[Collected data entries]
+ + + + +
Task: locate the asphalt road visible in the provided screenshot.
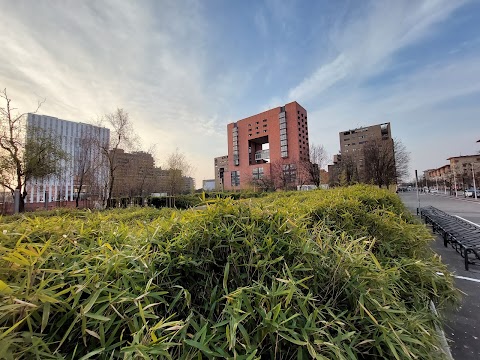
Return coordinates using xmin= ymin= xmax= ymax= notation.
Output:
xmin=399 ymin=191 xmax=480 ymax=226
xmin=399 ymin=192 xmax=480 ymax=360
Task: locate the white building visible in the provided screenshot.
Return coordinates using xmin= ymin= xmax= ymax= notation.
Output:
xmin=25 ymin=114 xmax=110 ymax=203
xmin=202 ymin=179 xmax=215 ymax=191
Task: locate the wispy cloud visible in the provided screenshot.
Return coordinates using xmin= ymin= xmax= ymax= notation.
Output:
xmin=288 ymin=0 xmax=468 ymax=102
xmin=0 ymin=0 xmax=233 ymax=182
xmin=0 ymin=0 xmax=478 ymax=184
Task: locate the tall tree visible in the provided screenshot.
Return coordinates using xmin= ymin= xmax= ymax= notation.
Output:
xmin=73 ymin=126 xmax=102 ymax=207
xmin=338 ymin=154 xmax=358 ymax=186
xmin=270 ymin=159 xmax=307 ymax=190
xmin=362 ymin=138 xmax=410 ymax=187
xmin=307 ymin=144 xmax=328 ymax=186
xmin=165 ymin=148 xmax=192 ymax=196
xmin=98 ymin=108 xmax=137 ymax=209
xmin=393 ymin=139 xmax=410 ymax=183
xmin=0 ymin=89 xmax=67 ymax=212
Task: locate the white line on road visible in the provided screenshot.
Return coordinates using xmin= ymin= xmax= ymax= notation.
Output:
xmin=454 ymin=215 xmax=480 ymax=228
xmin=453 ymin=275 xmax=480 ymax=283
xmin=437 ymin=272 xmax=480 ymax=283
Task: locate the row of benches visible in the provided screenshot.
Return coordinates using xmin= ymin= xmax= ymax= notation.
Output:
xmin=420 ymin=206 xmax=480 ymax=270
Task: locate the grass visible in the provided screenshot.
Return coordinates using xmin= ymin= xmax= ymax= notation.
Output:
xmin=0 ymin=185 xmax=457 ymax=359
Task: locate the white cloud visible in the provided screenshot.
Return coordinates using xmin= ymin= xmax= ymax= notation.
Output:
xmin=0 ymin=0 xmax=232 ymax=183
xmin=289 ymin=0 xmax=468 ymax=102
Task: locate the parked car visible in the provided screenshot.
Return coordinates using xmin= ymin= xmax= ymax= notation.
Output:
xmin=430 ymin=188 xmax=439 ymax=194
xmin=464 ymin=189 xmax=480 ymax=198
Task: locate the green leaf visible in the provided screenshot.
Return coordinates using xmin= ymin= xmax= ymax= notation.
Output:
xmin=0 ymin=280 xmax=13 ymax=295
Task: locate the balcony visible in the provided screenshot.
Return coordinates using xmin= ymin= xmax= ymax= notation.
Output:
xmin=255 ymin=149 xmax=270 ymax=161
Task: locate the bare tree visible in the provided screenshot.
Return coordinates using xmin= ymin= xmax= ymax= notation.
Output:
xmin=249 ymin=171 xmax=275 ymax=192
xmin=98 ymin=108 xmax=137 ymax=209
xmin=394 ymin=139 xmax=410 ymax=183
xmin=73 ymin=127 xmax=103 ymax=207
xmin=362 ymin=138 xmax=410 ymax=187
xmin=164 ymin=148 xmax=192 ymax=196
xmin=0 ymin=89 xmax=67 ymax=212
xmin=307 ymin=144 xmax=328 ymax=186
xmin=270 ymin=159 xmax=305 ymax=190
xmin=338 ymin=154 xmax=358 ymax=186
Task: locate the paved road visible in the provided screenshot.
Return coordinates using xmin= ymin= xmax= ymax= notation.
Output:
xmin=399 ymin=192 xmax=480 ymax=360
xmin=400 ymin=191 xmax=480 ymax=226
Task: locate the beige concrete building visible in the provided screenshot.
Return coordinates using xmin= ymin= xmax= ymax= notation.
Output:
xmin=214 ymin=155 xmax=228 ymax=190
xmin=111 ymin=149 xmax=156 ymax=198
xmin=339 ymin=122 xmax=393 ymax=170
xmin=329 ymin=123 xmax=394 ymax=185
xmin=424 ymin=155 xmax=480 ymax=192
xmin=447 ymin=155 xmax=480 ymax=190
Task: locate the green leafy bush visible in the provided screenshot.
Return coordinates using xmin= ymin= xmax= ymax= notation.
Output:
xmin=0 ymin=185 xmax=457 ymax=359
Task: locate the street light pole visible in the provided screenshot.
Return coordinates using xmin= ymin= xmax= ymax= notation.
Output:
xmin=453 ymin=168 xmax=458 ymax=197
xmin=472 ymin=163 xmax=478 ymax=200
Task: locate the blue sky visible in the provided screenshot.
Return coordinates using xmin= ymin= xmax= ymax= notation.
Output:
xmin=1 ymin=0 xmax=479 ymax=185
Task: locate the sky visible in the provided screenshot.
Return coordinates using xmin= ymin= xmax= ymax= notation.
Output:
xmin=1 ymin=0 xmax=479 ymax=186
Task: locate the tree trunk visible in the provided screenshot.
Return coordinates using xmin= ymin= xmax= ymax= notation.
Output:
xmin=75 ymin=181 xmax=83 ymax=208
xmin=19 ymin=188 xmax=26 ymax=213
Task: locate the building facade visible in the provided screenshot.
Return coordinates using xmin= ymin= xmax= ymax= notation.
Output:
xmin=447 ymin=155 xmax=480 ymax=190
xmin=214 ymin=155 xmax=228 ymax=190
xmin=339 ymin=122 xmax=393 ymax=170
xmin=111 ymin=149 xmax=156 ymax=198
xmin=223 ymin=101 xmax=310 ymax=190
xmin=25 ymin=114 xmax=110 ymax=203
xmin=330 ymin=123 xmax=394 ymax=185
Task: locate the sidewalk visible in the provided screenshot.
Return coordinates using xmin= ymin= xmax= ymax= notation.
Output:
xmin=399 ymin=193 xmax=480 ymax=359
xmin=426 ymin=191 xmax=480 ymax=204
xmin=430 ymin=236 xmax=480 ymax=360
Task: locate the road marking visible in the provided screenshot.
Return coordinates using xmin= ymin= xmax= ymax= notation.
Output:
xmin=437 ymin=272 xmax=480 ymax=283
xmin=453 ymin=275 xmax=480 ymax=283
xmin=454 ymin=215 xmax=480 ymax=228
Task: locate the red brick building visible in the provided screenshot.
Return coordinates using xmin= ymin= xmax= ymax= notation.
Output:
xmin=224 ymin=101 xmax=310 ymax=190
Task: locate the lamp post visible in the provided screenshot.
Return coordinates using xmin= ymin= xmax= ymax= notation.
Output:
xmin=453 ymin=167 xmax=458 ymax=197
xmin=472 ymin=163 xmax=478 ymax=200
xmin=443 ymin=174 xmax=446 ymax=194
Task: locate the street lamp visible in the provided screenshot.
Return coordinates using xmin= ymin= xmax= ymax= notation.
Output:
xmin=453 ymin=167 xmax=458 ymax=197
xmin=472 ymin=163 xmax=478 ymax=200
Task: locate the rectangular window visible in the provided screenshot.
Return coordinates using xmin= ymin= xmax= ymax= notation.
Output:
xmin=231 ymin=171 xmax=240 ymax=186
xmin=252 ymin=167 xmax=264 ymax=179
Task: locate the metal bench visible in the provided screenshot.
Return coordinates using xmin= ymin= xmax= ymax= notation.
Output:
xmin=420 ymin=206 xmax=480 ymax=270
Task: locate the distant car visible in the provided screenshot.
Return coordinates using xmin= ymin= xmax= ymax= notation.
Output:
xmin=464 ymin=189 xmax=480 ymax=198
xmin=430 ymin=188 xmax=439 ymax=194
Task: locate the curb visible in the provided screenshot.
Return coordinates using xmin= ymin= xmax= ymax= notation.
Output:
xmin=430 ymin=300 xmax=454 ymax=360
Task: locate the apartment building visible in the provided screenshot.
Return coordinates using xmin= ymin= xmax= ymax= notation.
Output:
xmin=25 ymin=113 xmax=110 ymax=203
xmin=214 ymin=155 xmax=228 ymax=190
xmin=447 ymin=155 xmax=480 ymax=189
xmin=223 ymin=101 xmax=310 ymax=190
xmin=339 ymin=122 xmax=393 ymax=168
xmin=330 ymin=123 xmax=394 ymax=184
xmin=111 ymin=149 xmax=156 ymax=198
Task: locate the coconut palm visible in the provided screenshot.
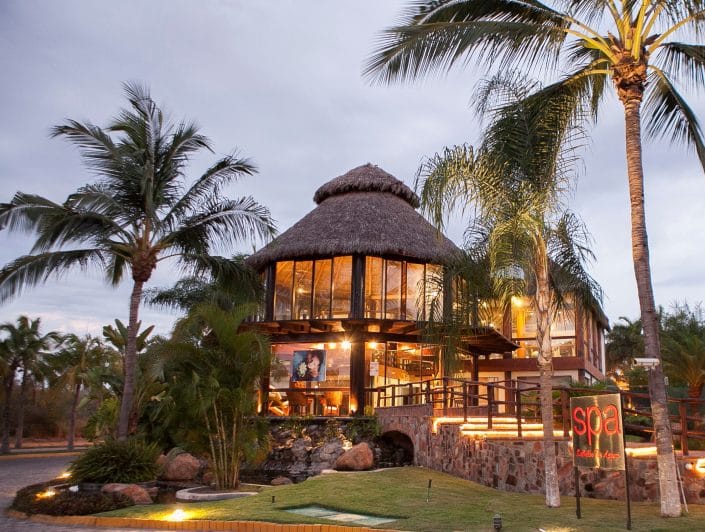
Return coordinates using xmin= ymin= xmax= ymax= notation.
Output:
xmin=606 ymin=316 xmax=645 ymax=377
xmin=417 ymin=76 xmax=600 ymax=506
xmin=366 ymin=1 xmax=705 ymax=515
xmin=49 ymin=334 xmax=118 ymax=450
xmin=0 ymin=316 xmax=60 ymax=453
xmin=0 ymin=83 xmax=276 ymax=440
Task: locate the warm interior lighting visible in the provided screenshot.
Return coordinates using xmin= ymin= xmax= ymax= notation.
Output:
xmin=625 ymin=446 xmax=657 ymax=457
xmin=167 ymin=508 xmax=187 ymax=522
xmin=328 ymin=342 xmax=337 ymax=349
xmin=313 ymin=343 xmax=324 ymax=349
xmin=511 ymin=296 xmax=523 ymax=307
xmin=341 ymin=340 xmax=351 ymax=350
xmin=36 ymin=489 xmax=56 ymax=499
xmin=368 ymin=341 xmax=378 ymax=349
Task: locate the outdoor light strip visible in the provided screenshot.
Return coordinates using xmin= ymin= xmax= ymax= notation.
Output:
xmin=624 ymin=446 xmax=657 ymax=457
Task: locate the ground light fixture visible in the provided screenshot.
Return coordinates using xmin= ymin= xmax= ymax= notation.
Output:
xmin=493 ymin=513 xmax=502 ymax=530
xmin=35 ymin=489 xmax=56 ymax=499
xmin=167 ymin=508 xmax=187 ymax=521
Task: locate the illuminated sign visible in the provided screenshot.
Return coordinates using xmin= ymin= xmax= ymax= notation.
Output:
xmin=570 ymin=393 xmax=625 ymax=470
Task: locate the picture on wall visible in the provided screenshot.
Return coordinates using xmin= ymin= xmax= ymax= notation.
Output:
xmin=292 ymin=349 xmax=326 ymax=382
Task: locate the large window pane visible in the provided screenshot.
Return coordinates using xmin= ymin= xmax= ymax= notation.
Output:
xmin=312 ymin=259 xmax=332 ymax=319
xmin=552 ymin=299 xmax=575 ymax=337
xmin=274 ymin=261 xmax=293 ymax=320
xmin=331 ymin=256 xmax=352 ymax=318
xmin=425 ymin=264 xmax=443 ymax=322
xmin=385 ymin=260 xmax=402 ymax=320
xmin=293 ymin=261 xmax=313 ymax=319
xmin=511 ymin=297 xmax=536 ymax=338
xmin=406 ymin=262 xmax=424 ymax=321
xmin=365 ymin=257 xmax=383 ymax=319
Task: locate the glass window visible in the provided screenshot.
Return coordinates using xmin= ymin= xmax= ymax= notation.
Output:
xmin=312 ymin=259 xmax=332 ymax=319
xmin=274 ymin=261 xmax=293 ymax=320
xmin=385 ymin=260 xmax=402 ymax=320
xmin=511 ymin=297 xmax=536 ymax=338
xmin=331 ymin=256 xmax=352 ymax=318
xmin=405 ymin=263 xmax=424 ymax=321
xmin=552 ymin=300 xmax=575 ymax=337
xmin=293 ymin=261 xmax=313 ymax=320
xmin=425 ymin=264 xmax=443 ymax=321
xmin=365 ymin=257 xmax=384 ymax=319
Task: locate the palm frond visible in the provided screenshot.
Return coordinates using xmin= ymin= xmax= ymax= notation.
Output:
xmin=163 ymin=153 xmax=258 ymax=229
xmin=644 ymin=67 xmax=705 ymax=171
xmin=365 ymin=0 xmax=569 ymax=84
xmin=415 ymin=144 xmax=476 ymax=229
xmin=0 ymin=249 xmax=106 ymax=302
xmin=656 ymin=42 xmax=705 ymax=90
xmin=160 ymin=197 xmax=275 ymax=258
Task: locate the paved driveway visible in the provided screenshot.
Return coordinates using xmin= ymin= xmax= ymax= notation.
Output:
xmin=0 ymin=454 xmax=175 ymax=531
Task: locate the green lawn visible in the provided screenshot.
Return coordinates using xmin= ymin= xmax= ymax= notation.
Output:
xmin=100 ymin=467 xmax=703 ymax=531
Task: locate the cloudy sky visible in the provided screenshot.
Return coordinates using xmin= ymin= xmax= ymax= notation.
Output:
xmin=1 ymin=1 xmax=704 ymax=337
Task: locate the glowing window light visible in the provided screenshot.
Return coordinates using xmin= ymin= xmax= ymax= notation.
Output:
xmin=341 ymin=340 xmax=351 ymax=350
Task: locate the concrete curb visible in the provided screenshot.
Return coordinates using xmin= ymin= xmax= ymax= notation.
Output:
xmin=6 ymin=509 xmax=400 ymax=531
xmin=0 ymin=451 xmax=83 ymax=461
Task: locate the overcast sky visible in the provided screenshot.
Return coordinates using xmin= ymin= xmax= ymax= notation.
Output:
xmin=1 ymin=1 xmax=704 ymax=338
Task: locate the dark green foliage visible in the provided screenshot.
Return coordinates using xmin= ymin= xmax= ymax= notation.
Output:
xmin=345 ymin=416 xmax=381 ymax=444
xmin=68 ymin=439 xmax=160 ymax=483
xmin=11 ymin=480 xmax=132 ymax=515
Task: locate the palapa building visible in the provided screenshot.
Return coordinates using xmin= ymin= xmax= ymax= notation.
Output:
xmin=246 ymin=164 xmax=607 ymax=417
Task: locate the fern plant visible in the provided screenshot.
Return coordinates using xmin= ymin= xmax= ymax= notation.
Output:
xmin=69 ymin=439 xmax=160 ymax=483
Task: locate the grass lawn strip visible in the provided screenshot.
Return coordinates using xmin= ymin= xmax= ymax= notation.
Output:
xmin=100 ymin=467 xmax=705 ymax=531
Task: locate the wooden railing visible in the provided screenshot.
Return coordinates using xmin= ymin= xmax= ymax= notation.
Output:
xmin=369 ymin=378 xmax=705 ymax=455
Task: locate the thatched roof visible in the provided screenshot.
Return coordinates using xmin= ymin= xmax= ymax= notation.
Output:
xmin=247 ymin=164 xmax=460 ymax=270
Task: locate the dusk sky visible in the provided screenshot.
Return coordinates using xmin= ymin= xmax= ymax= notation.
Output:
xmin=1 ymin=1 xmax=704 ymax=338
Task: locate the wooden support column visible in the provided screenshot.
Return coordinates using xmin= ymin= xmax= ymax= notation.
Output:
xmin=264 ymin=264 xmax=275 ymax=321
xmin=349 ymin=329 xmax=366 ymax=415
xmin=471 ymin=352 xmax=479 ymax=407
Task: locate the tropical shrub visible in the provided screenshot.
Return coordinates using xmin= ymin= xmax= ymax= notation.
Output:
xmin=68 ymin=439 xmax=160 ymax=484
xmin=11 ymin=480 xmax=132 ymax=515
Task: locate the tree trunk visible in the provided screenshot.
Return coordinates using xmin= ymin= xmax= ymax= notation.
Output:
xmin=14 ymin=372 xmax=29 ymax=449
xmin=67 ymin=382 xmax=81 ymax=451
xmin=117 ymin=279 xmax=143 ymax=440
xmin=535 ymin=245 xmax=560 ymax=507
xmin=623 ymin=99 xmax=681 ymax=517
xmin=1 ymin=370 xmax=16 ymax=454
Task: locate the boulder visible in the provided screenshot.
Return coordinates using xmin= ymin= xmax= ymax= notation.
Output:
xmin=334 ymin=442 xmax=374 ymax=471
xmin=102 ymin=483 xmax=153 ymax=505
xmin=159 ymin=452 xmax=201 ymax=481
xmin=271 ymin=476 xmax=293 ymax=486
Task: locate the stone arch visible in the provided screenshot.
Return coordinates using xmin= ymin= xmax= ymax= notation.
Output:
xmin=377 ymin=430 xmax=414 ymax=467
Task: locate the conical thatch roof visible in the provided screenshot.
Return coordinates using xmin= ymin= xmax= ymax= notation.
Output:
xmin=247 ymin=163 xmax=460 ymax=270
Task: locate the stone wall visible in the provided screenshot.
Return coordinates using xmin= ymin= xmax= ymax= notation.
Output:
xmin=376 ymin=408 xmax=705 ymax=504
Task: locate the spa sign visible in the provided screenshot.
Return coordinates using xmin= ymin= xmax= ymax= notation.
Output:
xmin=570 ymin=393 xmax=625 ymax=470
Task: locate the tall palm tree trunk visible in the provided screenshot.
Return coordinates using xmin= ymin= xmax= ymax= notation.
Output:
xmin=624 ymin=99 xmax=681 ymax=517
xmin=1 ymin=372 xmax=16 ymax=454
xmin=117 ymin=279 xmax=143 ymax=440
xmin=535 ymin=247 xmax=560 ymax=507
xmin=67 ymin=382 xmax=81 ymax=451
xmin=14 ymin=372 xmax=29 ymax=449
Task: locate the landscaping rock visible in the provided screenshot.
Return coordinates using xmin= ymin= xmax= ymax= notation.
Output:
xmin=159 ymin=452 xmax=201 ymax=481
xmin=335 ymin=442 xmax=374 ymax=471
xmin=101 ymin=483 xmax=153 ymax=505
xmin=271 ymin=476 xmax=293 ymax=486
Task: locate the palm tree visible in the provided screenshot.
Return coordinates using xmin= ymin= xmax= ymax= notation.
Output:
xmin=0 ymin=83 xmax=276 ymax=440
xmin=661 ymin=303 xmax=705 ymax=398
xmin=149 ymin=302 xmax=271 ymax=489
xmin=0 ymin=316 xmax=60 ymax=453
xmin=606 ymin=316 xmax=645 ymax=378
xmin=49 ymin=334 xmax=116 ymax=451
xmin=417 ymin=76 xmax=600 ymax=507
xmin=366 ymin=2 xmax=705 ymax=515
+ + + + +
### WHAT YOU HAVE TO DO
Every line from the first line of the entries above through the line with "Task: locate the white building" must be repeated exactly, and pictures must not be.

### SOLUTION TO THE EXERCISE
Task: locate the asphalt road visible in the provided screenshot.
Return coordinates using xmin= ymin= xmax= ymax= notation.
Output:
xmin=399 ymin=191 xmax=480 ymax=226
xmin=399 ymin=192 xmax=480 ymax=360
Task: locate the white building visible in the provided screenshot.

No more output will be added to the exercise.